# ОТРЫВОК ИЗ ТЕКСТА
━━━━

Вот тут уж ничего, кроме правды: человеческое потрясение вопиет из каждой строки письма; Лесков доведен до бешенства; наконец, он остался без гроша в кармане; он мечется в поисках денег, он вот-вот кинется к Страхову просить протекции в государственную службу; а пока он пишет Литфонду, что ему нечем заплатить за дочь, обучающуюся в пансионе Криницкой…

Он мог бы добавить, что, кроме дочери от первого брака, он должен обеспечивать еще и новую свою семью, что он всего два года, как женат вторично, и что у него недавно родился сын. Сын… Будущий его биограф родился, который спасет для потомства память о жизни Николая Лескова и до последних дней своей долгой, девяностолетней жизни будет собирать материалы об отце… Но сейчас это младенец, и воспитание его требует средств…

Чтобы закончить эту сторону дела: господа члены-основатели Литературного фонда не сочли возможным дать Лескову взаймы просимые пятьсот рублей. Но, войдя в его обстоятельства, решили подать ему некоторое безвозвратное вспоможение, для чего командировали одного из своих посланцев к Лескову, дабы убедиться в его жалком положении.

Лесков ответил, что он подачки не примет и никаких благодетелей на порог не пустит.

Он как-то выкрутился тогда. Писал, как бешеный. В «Биржевые ведомости», в другие быстрые издания.

Остается вопрос: какая же чудовищная причина заставила Лескова принять все эти муки? Почему он отказался продолжить у Краевского «хронику»? Неужто только из-за «ям», которые копала цензура на пути протоиерея Савелия? Нельзя ли поточнее очертить и измерить эти ямы? Чтобы оценить истинную меру «изуродованности»?

Можно.

Дело в том, что в конце концов дневник Савелия Туберозова все-таки появился в более или менее полном виде. И даже дважды: сначала у Богушевича в «Литературной библиотеке», а потом и у Каткова в «Русском вестнике». Положим, восстановить все, что хотелось, Лесков не смог. Ни там, ни тут. Но он ведь и не «восстанавливал». Он делал текст заново. В случаях, где предпринимались кардинальные переделки, где Лесков все сплошь переписывал, — это видно. Но некоторые (и весьма обширные) куски целиком перешли из «Чающих движения воды» во вторую редакцию, а там и в третью, окончательную. Перешли — с разночтениями. Достаточно мелкими, чтобы отмести предположение, будто из-за них Лесков специально марал текст. Но достаточно яркими, чтобы можно было с огромной долей вероятности предположить: «Демикотоновая книга» протоиерея Туберозова — не что иное, как «Синяя книга» оного протоиерея, но в первоначальном, неизуродованном цензурой виде.

━━━━

Записи с отметками названных предметов:
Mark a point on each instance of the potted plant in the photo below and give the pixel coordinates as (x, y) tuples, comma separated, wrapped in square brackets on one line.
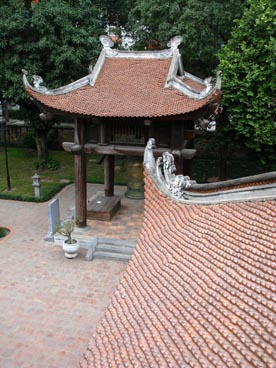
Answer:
[(70, 245)]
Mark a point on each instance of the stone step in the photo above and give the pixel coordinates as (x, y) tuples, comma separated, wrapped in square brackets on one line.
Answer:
[(112, 256)]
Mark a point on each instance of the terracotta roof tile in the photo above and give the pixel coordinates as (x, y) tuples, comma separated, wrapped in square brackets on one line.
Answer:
[(126, 88), (199, 290)]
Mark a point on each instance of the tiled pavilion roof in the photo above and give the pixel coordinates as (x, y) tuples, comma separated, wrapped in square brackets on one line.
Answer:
[(130, 84), (199, 290)]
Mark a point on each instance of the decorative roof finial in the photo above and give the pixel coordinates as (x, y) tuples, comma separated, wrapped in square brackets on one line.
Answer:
[(106, 41), (175, 42)]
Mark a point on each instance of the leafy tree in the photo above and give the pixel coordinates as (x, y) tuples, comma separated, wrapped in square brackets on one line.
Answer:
[(204, 25), (55, 39), (248, 63)]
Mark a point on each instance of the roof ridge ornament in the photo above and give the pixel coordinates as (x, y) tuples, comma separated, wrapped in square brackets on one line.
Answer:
[(184, 190), (164, 169), (174, 42), (106, 41)]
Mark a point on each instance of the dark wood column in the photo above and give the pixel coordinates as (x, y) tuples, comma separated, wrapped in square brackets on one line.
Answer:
[(80, 175), (109, 175), (189, 135), (177, 141)]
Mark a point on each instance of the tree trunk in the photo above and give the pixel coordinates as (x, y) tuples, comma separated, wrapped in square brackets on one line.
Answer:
[(41, 146)]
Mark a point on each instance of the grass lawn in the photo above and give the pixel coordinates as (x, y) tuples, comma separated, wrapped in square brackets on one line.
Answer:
[(21, 168)]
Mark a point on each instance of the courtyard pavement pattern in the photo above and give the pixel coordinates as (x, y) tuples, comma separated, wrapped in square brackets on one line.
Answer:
[(49, 305)]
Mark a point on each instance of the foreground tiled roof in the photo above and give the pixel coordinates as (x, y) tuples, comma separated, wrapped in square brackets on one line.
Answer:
[(199, 290), (129, 84)]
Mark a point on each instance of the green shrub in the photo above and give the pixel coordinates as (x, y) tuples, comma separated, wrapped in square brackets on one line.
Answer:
[(28, 140), (51, 164)]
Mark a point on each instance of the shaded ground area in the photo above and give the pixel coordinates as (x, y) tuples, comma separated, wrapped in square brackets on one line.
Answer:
[(49, 306)]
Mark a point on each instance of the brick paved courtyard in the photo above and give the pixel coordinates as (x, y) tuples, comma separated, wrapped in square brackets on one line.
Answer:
[(49, 306)]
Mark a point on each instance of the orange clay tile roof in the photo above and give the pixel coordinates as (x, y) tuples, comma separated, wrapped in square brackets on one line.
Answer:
[(199, 290), (126, 88)]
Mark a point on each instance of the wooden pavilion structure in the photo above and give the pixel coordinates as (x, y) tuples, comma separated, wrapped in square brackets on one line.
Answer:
[(128, 97)]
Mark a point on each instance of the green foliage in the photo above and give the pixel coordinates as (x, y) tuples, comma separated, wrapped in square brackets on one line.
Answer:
[(50, 164), (56, 40), (66, 229), (28, 140), (204, 25), (53, 39), (248, 63)]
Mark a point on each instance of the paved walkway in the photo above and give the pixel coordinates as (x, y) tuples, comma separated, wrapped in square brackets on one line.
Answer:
[(49, 306)]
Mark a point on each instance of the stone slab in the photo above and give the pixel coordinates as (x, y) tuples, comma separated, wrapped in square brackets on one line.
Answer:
[(103, 208)]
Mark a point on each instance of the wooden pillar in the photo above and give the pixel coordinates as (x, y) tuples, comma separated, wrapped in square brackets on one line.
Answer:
[(109, 175), (80, 176), (189, 135), (177, 140)]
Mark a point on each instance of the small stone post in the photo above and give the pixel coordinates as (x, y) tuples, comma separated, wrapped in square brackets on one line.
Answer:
[(36, 185)]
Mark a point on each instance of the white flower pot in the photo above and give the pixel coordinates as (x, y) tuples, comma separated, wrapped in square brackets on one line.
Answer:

━━━━

# ЗАДАНИЯ
1. Превратите в таблицу Markdown со столбцами «Номер» и «Строка» часть записей от самого их начала до строки с «[(41, 146)]» включительно, пропустив пустые строки. Строки с картинками в таблицу не включайте.
2. Продолжите отрывок о Лескове и его хронике про протоиерея Туберозова сразу после последнего предложения.
Эти записи никак не связаны с отрывком.

# ОТВЕТЫ
1.
| Номер | Строка |
|---|---|
| 1 | Mark a point on each instance of the potted plant in the photo below and give the pixel coordinates as (x, y) tuples, comma separated, wrapped in square brackets on one line. |
| 2 | Answer: |
| 3 | [(70, 245)] |
| 4 | Mark a point on each instance of the stone step in the photo above and give the pixel coordinates as (x, y) tuples, comma separated, wrapped in square brackets on one line. |
| 5 | Answer: |
| 6 | [(112, 256)] |
| 7 | Mark a point on each instance of the terracotta roof tile in the photo above and give the pixel coordinates as (x, y) tuples, comma separated, wrapped in square brackets on one line. |
| 8 | Answer: |
| 9 | [(126, 88), (199, 290)] |
| 10 | Mark a point on each instance of the tiled pavilion roof in the photo above and give the pixel coordinates as (x, y) tuples, comma separated, wrapped in square brackets on one line. |
| 11 | Answer: |
| 12 | [(130, 84), (199, 290)] |
| 13 | Mark a point on each instance of the decorative roof finial in the photo above and give the pixel coordinates as (x, y) tuples, comma separated, wrapped in square brackets on one line. |
| 14 | Answer: |
| 15 | [(106, 41), (175, 42)] |
| 16 | Mark a point on each instance of the leafy tree in the photo above and give the pixel coordinates as (x, y) tuples, comma separated, wrapped in square brackets on one line. |
| 17 | Answer: |
| 18 | [(204, 25), (55, 39), (248, 63)] |
| 19 | Mark a point on each instance of the roof ridge ornament in the photo above and give the pixel coordinates as (x, y) tuples, comma separated, wrapped in square brackets on one line. |
| 20 | Answer: |
| 21 | [(184, 190), (164, 169), (174, 42), (106, 41)] |
| 22 | Mark a point on each instance of the dark wood column in the photo above and give the pixel coordinates as (x, y) tuples, comma separated, wrapped in square brackets on one line. |
| 23 | Answer: |
| 24 | [(80, 175), (109, 175), (189, 135), (177, 141)] |
| 25 | Mark a point on each instance of the tree trunk in the photo above and give the pixel coordinates as (x, y) tuples, comma separated, wrapped in square brackets on one line. |
| 26 | Answer: |
| 27 | [(41, 146)] |

2.
Простейшее наложение текстов открывает нам цензорские «ямы».

Три примера.

Первый. Туманное упоминание о некоей гуляющей среди «нигилистов» книге, восстановленное после цензурных выщипов, оборачивается острым укором властям, держащим духовенство в нарочитом невежестве. Подчеркну слова и фразы, выброшенные редакцией «Отечественных записок»:

«Встречаю с некоей поры частые упоминания о книге, озаглавленной „О сельском духовенстве“, и, пожелав ее выписать, потребовал оную, но книгопродавец из Москвы отвечает, что книга „О сельском духовенстве“ есть книга запрещенная и в продаже ее нет. Вот поистине гениальная чья-то мысль: для нас, духовных, книга о духовенстве запрещена, а сии, как их называют, разного сорта „нигилисты“ ее читают и цитируют!.. Ну что это за надругательство над смыслом, взаправду!»

Страсть и непримиримость, а как пригашено!

Второй пример. Беглая запись об очередном споре с учителем Варнавкой оказывается сценой, где не только учитель проповедует нечто в духе механического материализма, но и начальство ему втихую сочувствует:

«Я ужасно встревожен. С гадостным Варнавкой Препотенским справы нет. Рассказывал на уроке, что Иона-пророк не мог быть во чреве китове, потому что у огромного зверя кита все-таки весьма узкая глотка. Решительно не могу этого снестъ, но пожаловаться на него директору боюсь, дабы еще и оттуда не ограничилось все одним легоньким ему замечанием».

Блеск — пригашен.

Третий пример. Вполне невинная и даже непонятная проказа все того же учителя в подлиннике оказывается политической дерзостью:

«За ранней обедней вошел ко мне в алтарь просвирнин сын, учитель Варнавка Препотенский, и просил отслужить панихиду, причем подал мне и записку, коей я особого значения не придал и потому в оную не заглянул, а только мысленно подивился его богомольности; удивление мое возросло, когда я, выйдя на панихиду, увидел здесь… всех наших ссыльных поляков. И загадка сия недолго оставалась загадкой, ибо я тотчас же все понял, когда Ахилла стал по записке читать: „Павла, Александра, Кондратья…“ Прекрасная вещь со мною сыграна! Это я, выходит, отпел панихиду за декабристов, ибо сегодня и день был тот, когда было восстание. Вперед буду умнее…»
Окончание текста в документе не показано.